## [Exercise objective]
Take the line containing "Target: powdered sugar dusting" and every line after it in the data below, and print them exactly as given, with nothing else.

>> Start

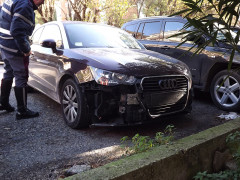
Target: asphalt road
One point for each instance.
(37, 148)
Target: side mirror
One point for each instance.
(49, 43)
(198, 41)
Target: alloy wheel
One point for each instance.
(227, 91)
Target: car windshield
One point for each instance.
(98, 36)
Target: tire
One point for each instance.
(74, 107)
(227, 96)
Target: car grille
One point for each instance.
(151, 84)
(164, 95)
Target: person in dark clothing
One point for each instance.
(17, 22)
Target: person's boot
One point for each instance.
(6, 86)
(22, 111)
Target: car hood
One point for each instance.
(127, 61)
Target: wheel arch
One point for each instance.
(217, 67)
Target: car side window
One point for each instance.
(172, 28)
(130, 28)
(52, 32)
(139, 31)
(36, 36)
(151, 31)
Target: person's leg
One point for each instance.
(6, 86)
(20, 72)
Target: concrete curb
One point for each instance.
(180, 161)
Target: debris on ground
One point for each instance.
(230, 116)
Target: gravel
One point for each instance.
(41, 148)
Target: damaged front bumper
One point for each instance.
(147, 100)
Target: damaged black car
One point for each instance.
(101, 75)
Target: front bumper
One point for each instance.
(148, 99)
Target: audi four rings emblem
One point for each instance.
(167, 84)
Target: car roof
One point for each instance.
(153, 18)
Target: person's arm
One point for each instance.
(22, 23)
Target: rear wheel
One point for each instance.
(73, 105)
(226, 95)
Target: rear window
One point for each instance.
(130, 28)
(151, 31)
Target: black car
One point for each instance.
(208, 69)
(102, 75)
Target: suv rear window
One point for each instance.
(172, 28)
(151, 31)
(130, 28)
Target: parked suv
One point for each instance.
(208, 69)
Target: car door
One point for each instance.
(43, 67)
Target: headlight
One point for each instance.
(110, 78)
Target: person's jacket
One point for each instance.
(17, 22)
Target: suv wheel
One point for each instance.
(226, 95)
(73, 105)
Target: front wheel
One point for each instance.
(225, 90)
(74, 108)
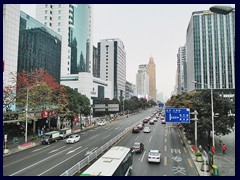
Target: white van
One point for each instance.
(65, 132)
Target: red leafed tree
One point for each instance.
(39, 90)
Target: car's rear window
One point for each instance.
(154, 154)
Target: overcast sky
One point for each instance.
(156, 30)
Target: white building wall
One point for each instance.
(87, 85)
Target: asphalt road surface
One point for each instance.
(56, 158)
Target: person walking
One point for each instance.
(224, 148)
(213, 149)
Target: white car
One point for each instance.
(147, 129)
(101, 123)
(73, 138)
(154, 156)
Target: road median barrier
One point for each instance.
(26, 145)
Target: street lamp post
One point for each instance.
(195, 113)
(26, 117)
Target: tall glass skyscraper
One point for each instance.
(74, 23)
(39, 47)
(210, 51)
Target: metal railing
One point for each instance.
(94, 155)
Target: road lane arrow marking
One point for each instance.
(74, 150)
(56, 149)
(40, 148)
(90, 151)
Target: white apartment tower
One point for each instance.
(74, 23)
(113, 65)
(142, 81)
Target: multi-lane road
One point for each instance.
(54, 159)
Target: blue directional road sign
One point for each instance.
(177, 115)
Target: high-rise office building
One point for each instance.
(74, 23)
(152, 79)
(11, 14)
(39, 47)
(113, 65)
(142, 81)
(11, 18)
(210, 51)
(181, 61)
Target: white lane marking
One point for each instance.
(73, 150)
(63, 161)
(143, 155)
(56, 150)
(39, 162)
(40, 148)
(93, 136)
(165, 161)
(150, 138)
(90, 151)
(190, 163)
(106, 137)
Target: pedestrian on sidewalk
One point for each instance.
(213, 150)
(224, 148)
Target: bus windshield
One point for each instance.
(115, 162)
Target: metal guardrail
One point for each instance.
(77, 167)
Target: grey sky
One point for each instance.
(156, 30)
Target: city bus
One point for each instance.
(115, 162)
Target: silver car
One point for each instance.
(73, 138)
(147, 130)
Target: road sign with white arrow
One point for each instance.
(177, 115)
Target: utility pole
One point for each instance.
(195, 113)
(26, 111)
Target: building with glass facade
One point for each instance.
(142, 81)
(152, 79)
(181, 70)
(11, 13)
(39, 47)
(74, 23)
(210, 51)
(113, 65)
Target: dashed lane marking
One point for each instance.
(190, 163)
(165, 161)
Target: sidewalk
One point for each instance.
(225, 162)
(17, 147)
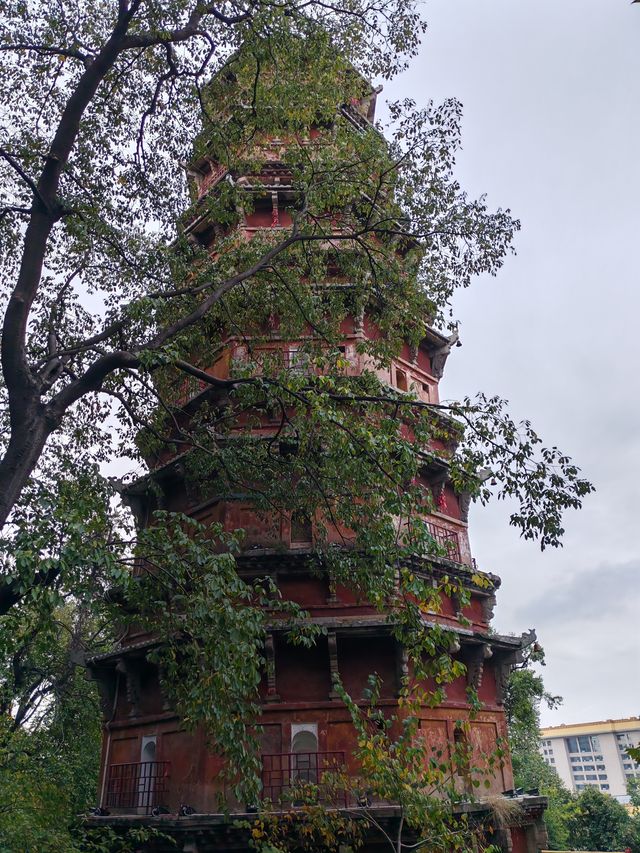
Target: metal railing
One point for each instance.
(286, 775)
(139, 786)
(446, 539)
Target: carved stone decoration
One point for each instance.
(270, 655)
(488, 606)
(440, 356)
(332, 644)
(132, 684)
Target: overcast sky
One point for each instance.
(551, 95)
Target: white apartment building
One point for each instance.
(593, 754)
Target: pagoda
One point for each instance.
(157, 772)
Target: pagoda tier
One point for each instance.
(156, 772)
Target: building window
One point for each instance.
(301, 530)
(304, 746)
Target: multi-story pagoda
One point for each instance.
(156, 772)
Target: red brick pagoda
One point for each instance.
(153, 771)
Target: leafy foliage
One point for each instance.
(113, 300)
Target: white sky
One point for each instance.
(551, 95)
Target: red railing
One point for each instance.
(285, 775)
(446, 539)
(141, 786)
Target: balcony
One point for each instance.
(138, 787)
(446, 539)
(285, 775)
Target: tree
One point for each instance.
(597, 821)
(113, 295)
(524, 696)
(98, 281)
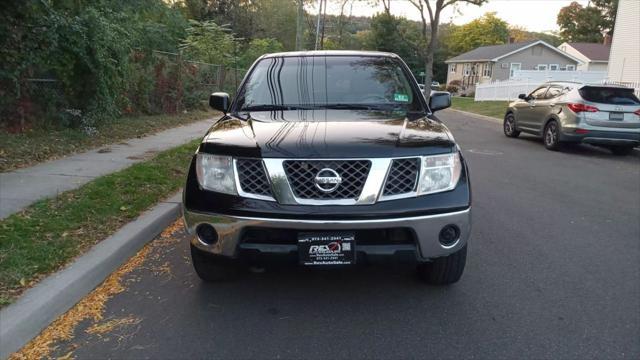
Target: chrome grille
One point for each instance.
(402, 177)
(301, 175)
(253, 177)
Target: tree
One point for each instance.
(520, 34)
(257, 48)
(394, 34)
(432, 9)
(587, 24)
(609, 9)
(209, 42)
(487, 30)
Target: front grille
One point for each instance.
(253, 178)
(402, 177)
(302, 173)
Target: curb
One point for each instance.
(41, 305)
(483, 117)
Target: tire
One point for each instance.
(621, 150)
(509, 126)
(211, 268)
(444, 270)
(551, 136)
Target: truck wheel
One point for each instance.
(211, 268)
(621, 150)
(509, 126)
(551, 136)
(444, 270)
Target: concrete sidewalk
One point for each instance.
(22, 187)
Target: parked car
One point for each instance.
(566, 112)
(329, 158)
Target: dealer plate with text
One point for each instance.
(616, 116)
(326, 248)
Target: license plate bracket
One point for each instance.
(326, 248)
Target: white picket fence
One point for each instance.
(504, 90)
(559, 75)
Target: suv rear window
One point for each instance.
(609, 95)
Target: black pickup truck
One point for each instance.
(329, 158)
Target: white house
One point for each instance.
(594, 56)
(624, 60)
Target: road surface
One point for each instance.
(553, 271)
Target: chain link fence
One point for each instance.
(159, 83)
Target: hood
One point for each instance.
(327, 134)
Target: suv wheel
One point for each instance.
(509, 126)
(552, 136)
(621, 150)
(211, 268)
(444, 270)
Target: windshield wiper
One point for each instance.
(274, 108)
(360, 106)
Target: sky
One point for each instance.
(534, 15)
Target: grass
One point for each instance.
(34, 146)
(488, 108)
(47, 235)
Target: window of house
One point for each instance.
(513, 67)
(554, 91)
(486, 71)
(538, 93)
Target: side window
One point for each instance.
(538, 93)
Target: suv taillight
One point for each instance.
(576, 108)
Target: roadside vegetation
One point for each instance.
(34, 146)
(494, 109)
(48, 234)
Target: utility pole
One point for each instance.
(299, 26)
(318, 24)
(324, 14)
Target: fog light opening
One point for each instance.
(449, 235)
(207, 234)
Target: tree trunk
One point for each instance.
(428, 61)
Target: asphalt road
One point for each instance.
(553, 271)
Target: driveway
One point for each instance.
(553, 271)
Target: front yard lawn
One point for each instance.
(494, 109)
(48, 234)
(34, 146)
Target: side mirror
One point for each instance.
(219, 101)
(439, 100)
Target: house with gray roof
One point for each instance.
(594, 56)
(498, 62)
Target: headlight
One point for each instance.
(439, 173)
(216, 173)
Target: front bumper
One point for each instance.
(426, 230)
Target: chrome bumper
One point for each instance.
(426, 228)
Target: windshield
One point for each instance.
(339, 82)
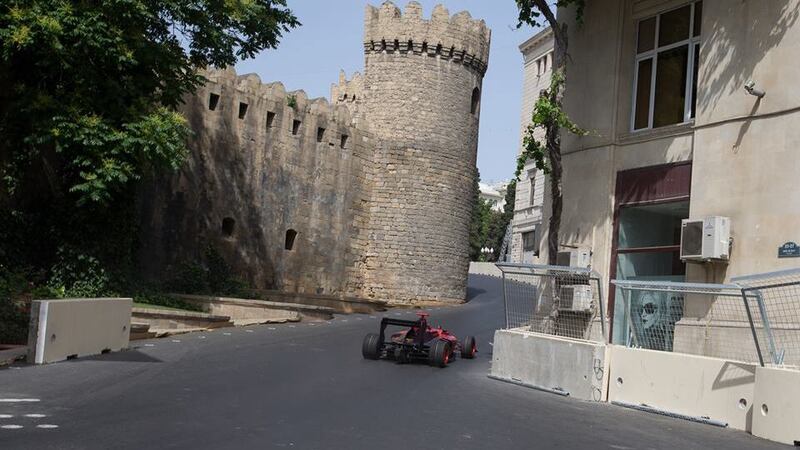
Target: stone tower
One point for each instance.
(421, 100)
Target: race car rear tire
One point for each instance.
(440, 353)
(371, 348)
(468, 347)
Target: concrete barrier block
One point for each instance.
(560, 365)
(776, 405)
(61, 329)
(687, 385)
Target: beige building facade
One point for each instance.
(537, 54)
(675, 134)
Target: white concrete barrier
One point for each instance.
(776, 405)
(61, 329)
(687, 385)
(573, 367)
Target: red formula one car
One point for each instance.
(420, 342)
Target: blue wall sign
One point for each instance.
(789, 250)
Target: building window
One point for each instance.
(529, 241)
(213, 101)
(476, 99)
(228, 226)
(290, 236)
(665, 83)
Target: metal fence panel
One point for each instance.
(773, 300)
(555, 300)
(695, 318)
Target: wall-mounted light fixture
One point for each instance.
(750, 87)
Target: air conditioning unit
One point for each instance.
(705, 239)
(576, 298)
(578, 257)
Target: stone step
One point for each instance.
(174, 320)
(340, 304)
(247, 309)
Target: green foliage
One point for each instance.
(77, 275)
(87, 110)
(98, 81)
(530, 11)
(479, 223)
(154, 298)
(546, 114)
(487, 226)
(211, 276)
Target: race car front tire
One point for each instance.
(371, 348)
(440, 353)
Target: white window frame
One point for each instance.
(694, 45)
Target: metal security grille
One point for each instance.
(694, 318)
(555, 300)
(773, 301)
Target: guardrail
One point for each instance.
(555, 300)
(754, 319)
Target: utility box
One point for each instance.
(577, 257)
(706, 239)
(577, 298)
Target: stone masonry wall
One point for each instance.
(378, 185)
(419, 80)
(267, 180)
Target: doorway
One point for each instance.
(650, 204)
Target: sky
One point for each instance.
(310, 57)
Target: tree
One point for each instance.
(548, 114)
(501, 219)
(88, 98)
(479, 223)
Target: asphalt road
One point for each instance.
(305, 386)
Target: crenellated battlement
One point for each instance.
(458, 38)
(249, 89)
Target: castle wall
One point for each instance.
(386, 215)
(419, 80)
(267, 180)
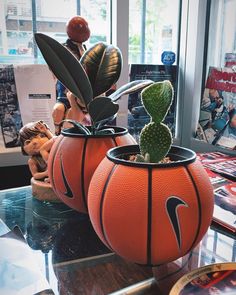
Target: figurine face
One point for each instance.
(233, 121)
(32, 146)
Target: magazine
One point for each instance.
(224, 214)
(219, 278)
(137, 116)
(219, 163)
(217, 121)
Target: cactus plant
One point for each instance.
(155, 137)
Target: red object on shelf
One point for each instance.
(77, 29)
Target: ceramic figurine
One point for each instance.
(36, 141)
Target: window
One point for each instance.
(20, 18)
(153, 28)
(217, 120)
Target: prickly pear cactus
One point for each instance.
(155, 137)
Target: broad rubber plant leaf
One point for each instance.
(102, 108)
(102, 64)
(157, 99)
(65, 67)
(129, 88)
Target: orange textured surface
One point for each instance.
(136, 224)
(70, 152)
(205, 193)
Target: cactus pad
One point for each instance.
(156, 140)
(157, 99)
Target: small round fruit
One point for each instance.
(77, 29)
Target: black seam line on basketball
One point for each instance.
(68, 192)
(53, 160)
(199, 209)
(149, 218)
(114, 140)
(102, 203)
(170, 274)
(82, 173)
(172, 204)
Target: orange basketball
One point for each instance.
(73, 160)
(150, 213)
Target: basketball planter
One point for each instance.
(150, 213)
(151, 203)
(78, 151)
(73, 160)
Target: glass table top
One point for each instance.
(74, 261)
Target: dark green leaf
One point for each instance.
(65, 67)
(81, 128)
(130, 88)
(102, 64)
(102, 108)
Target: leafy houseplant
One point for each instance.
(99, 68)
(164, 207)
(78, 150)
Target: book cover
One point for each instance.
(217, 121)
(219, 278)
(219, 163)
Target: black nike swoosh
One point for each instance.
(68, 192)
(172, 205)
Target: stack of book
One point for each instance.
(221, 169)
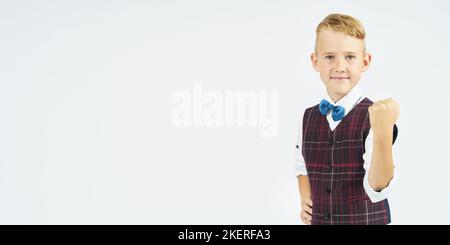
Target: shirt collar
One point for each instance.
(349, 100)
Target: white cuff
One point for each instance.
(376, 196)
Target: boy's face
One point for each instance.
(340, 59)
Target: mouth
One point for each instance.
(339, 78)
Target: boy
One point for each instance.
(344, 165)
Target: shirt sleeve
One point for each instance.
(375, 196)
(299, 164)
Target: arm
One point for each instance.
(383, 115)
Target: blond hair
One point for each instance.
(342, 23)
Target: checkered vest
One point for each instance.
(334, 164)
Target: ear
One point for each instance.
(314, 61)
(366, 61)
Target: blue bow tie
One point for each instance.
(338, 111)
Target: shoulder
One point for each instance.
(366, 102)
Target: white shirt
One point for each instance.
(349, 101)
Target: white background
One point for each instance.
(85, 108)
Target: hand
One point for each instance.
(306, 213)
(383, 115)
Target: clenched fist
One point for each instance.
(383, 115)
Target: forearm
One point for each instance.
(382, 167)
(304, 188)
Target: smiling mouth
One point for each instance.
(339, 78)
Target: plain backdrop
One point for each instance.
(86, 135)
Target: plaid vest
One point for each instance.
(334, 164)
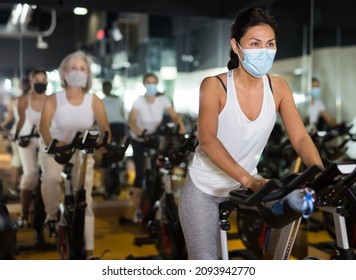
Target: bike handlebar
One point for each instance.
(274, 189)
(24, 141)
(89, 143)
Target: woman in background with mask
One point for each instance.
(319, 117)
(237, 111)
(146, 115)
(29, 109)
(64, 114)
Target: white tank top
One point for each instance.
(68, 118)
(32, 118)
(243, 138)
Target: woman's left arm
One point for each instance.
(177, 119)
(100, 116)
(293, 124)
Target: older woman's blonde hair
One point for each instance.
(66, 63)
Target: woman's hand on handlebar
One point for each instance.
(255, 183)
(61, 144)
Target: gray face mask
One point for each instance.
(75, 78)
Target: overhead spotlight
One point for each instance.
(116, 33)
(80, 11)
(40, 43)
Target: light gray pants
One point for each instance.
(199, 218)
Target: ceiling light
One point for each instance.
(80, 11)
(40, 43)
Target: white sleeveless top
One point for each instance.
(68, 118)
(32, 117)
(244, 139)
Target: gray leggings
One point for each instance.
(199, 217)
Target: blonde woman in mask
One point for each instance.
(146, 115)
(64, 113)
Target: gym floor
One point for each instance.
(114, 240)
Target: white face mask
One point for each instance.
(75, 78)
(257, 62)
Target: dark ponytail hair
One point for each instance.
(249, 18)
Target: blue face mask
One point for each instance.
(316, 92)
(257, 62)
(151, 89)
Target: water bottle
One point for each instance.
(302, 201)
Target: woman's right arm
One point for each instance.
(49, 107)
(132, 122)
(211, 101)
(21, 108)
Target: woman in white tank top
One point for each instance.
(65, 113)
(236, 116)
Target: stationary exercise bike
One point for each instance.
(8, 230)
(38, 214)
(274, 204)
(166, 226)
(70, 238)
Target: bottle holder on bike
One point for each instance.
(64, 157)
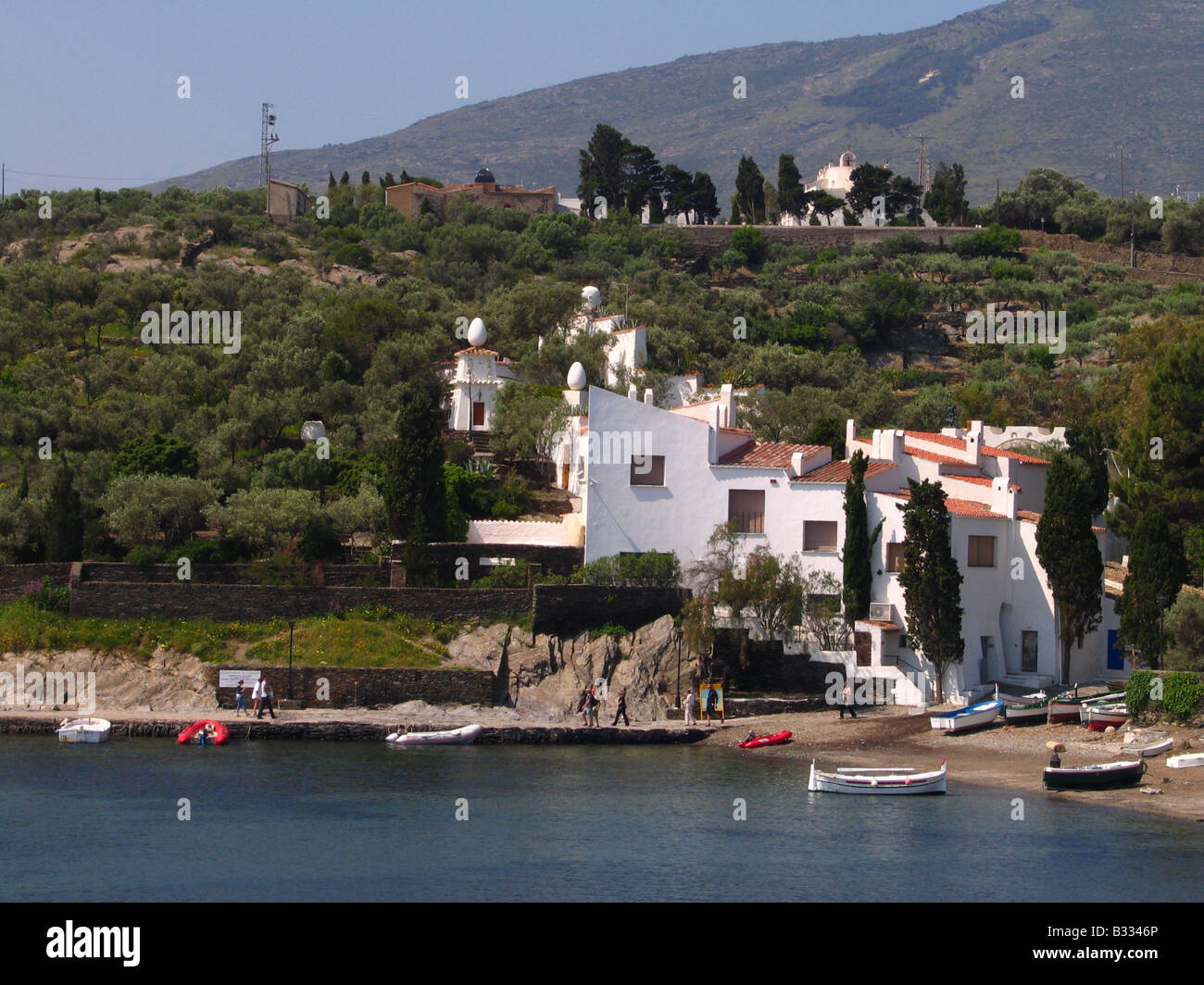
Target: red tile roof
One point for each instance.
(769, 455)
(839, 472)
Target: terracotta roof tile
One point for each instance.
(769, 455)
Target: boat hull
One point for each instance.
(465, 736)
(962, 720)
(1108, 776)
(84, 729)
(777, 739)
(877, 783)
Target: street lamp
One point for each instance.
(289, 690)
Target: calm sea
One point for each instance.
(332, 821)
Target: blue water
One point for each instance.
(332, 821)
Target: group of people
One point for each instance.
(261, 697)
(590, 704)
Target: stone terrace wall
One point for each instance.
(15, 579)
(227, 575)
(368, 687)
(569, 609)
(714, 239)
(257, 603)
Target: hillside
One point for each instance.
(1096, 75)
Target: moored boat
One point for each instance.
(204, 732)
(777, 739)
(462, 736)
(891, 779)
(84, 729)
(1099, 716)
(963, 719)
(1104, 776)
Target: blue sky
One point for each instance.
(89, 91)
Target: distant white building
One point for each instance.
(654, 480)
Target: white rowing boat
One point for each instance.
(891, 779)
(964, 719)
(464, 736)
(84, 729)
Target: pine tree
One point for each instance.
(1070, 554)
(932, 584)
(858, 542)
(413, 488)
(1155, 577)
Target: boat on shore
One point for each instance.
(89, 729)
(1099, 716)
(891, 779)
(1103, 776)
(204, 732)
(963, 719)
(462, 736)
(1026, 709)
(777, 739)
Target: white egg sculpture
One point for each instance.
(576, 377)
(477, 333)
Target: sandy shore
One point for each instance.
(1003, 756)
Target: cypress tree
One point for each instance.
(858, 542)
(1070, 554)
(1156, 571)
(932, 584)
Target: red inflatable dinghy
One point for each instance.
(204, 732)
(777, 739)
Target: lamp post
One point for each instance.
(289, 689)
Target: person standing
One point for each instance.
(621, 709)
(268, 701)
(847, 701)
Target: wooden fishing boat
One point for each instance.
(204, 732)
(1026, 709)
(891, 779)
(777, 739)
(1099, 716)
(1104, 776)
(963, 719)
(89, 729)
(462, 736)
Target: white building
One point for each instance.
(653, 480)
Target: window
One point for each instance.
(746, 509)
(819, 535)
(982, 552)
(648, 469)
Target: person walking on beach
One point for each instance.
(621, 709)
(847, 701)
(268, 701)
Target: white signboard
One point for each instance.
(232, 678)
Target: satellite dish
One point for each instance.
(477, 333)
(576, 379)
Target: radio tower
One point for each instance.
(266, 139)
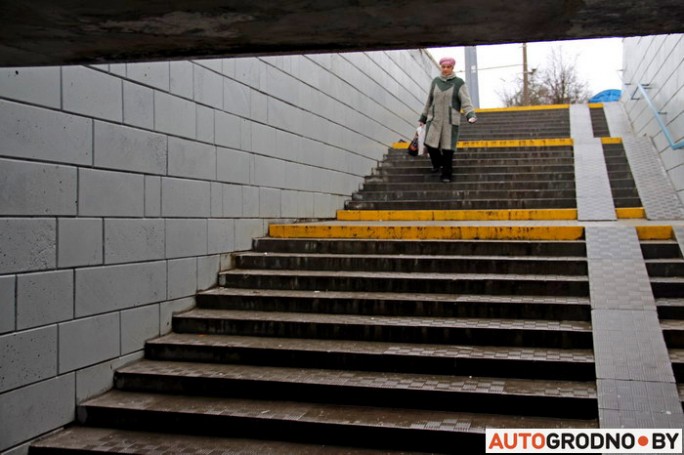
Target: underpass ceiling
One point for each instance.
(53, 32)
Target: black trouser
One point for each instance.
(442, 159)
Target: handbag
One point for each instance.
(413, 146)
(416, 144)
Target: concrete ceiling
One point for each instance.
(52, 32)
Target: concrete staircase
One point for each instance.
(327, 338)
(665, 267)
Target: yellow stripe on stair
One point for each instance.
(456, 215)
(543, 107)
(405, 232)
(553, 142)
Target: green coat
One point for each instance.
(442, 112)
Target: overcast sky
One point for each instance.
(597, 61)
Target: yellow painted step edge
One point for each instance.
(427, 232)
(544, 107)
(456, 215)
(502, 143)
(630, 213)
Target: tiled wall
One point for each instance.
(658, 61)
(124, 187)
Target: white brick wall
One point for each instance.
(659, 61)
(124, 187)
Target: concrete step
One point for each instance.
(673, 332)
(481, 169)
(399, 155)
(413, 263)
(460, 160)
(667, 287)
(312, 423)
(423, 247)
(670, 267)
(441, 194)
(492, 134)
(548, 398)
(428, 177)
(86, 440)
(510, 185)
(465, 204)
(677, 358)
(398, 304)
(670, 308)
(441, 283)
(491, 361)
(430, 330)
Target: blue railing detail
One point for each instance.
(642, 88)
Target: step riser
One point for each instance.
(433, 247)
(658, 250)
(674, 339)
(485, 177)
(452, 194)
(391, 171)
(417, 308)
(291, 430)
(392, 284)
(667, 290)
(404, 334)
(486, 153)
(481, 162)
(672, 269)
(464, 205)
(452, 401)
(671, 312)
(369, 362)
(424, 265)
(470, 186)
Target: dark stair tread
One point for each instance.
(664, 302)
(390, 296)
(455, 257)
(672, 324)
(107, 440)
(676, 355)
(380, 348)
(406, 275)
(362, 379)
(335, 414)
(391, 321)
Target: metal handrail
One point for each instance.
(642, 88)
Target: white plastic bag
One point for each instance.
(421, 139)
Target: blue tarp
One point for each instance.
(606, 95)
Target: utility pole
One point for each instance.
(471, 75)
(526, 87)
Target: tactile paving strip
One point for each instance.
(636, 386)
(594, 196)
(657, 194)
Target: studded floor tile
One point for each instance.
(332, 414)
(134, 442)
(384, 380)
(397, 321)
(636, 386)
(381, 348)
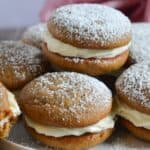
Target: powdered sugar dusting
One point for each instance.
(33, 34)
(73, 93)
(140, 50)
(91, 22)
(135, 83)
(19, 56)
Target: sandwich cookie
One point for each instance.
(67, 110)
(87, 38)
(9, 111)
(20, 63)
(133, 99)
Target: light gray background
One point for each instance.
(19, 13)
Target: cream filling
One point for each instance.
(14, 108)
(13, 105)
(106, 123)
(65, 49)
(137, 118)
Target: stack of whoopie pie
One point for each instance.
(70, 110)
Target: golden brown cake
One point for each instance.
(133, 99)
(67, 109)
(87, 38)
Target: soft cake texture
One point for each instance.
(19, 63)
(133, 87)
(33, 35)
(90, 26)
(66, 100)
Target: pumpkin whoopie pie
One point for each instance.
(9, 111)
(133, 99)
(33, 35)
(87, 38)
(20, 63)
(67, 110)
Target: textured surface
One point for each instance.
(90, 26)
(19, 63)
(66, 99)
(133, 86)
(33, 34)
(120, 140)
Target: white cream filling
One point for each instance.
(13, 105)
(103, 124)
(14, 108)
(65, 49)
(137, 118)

>> End

## [Problem solution]
Target: powdered sugar dusting
One point for each instance.
(33, 34)
(73, 93)
(140, 50)
(91, 22)
(135, 83)
(19, 56)
Target: sandwich cookie
One point for each instance.
(67, 110)
(87, 38)
(9, 111)
(20, 63)
(133, 99)
Target: light gray background
One point for each instance.
(19, 13)
Target: cream filling
One point for each instance.
(14, 108)
(13, 105)
(106, 123)
(65, 49)
(137, 118)
Target: stack of whoopie pie
One point for each instance.
(70, 110)
Target: golden brown cake
One point for each instance.
(133, 99)
(67, 109)
(87, 38)
Target: soft cake texture
One point for each instance.
(19, 63)
(133, 87)
(33, 35)
(90, 26)
(66, 100)
Target: pumpkin whoopie pie
One point for each instance.
(9, 111)
(133, 99)
(33, 35)
(87, 38)
(20, 63)
(67, 110)
Target: textured surface
One point for each instance.
(90, 26)
(19, 63)
(66, 99)
(133, 86)
(33, 34)
(120, 140)
Target: white cream filling
One point for each instance.
(13, 105)
(103, 124)
(14, 108)
(65, 49)
(137, 118)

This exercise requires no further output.